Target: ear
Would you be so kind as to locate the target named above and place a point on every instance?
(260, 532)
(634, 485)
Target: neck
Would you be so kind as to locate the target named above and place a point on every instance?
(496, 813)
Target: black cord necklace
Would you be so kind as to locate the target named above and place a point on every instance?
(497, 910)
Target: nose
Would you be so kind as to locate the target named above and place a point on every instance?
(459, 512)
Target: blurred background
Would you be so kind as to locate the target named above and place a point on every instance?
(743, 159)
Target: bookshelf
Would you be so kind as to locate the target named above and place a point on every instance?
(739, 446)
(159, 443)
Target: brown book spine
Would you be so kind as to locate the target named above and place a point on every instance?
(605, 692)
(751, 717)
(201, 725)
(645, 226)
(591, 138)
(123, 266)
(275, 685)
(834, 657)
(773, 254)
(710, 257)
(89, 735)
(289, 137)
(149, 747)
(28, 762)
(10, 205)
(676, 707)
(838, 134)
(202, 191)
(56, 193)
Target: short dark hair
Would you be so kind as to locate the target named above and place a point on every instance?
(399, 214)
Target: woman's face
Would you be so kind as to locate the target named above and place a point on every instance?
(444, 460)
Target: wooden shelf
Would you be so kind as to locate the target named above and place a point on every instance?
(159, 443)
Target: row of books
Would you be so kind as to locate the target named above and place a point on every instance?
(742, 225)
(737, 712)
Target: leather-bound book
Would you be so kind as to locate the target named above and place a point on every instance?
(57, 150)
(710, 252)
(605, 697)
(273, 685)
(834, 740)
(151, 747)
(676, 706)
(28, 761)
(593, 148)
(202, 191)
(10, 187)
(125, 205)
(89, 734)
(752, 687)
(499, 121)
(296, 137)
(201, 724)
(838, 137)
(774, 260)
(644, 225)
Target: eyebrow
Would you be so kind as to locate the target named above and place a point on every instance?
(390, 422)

TO DO - Rewrite every one of the records above, substituting "put a mark" for each occurrence of "place a point" and leaving all other text unchanged.

RIGHT ANSWER -
Target: ear
Would you be so kind as to locate the target named above and put a mark on every instance?
(260, 532)
(634, 485)
Target: neck
Would you be so kind as to locate the target named above and put a mark on every instance?
(496, 813)
Target: black cord necklace
Would you be so kind as to locate the target named above and put a mark on every instance?
(497, 910)
Target: nose
Would you be so kind as to locate the target named above and put a mark on every instance?
(459, 512)
Target: blurred background
Would you be so kind as to locate the target named above and put a mark on every instance?
(743, 159)
Target: bookshelf
Would you be so kind as to locate the target named above and put a mark on every instance?
(739, 446)
(159, 443)
Target: brown book spine
Would you be so kind as to locate the target named above and put a mark on every instance?
(605, 692)
(751, 717)
(201, 725)
(645, 226)
(591, 138)
(123, 266)
(275, 685)
(834, 657)
(773, 254)
(710, 257)
(89, 735)
(289, 137)
(149, 747)
(28, 762)
(10, 205)
(676, 707)
(838, 134)
(202, 191)
(56, 193)
Target: short dark hair
Would you be so kind as to locate the target named above and put a mark on every instance?
(399, 214)
Target: woman's face
Would you be so kind as to locate the target named above and put a mark on every instance?
(444, 460)
Target: wooden shelf
Would you be so kind as to locate the target named above and put a mark on every instance?
(159, 443)
Target: row of books
Would you be so kind as to locate the target named above and put a mark on every instance?
(742, 225)
(737, 712)
Target: leather-bound book
Would you be so kind as to locate the target named above and put a mark on every instance?
(57, 150)
(710, 252)
(605, 697)
(273, 685)
(834, 740)
(151, 747)
(676, 706)
(28, 761)
(593, 148)
(202, 191)
(10, 187)
(125, 205)
(89, 734)
(752, 687)
(499, 121)
(296, 137)
(201, 724)
(838, 137)
(774, 260)
(644, 225)
Target: eyebrow
Would you be so kind as to locate the target named above and put a mark on every instance?
(390, 422)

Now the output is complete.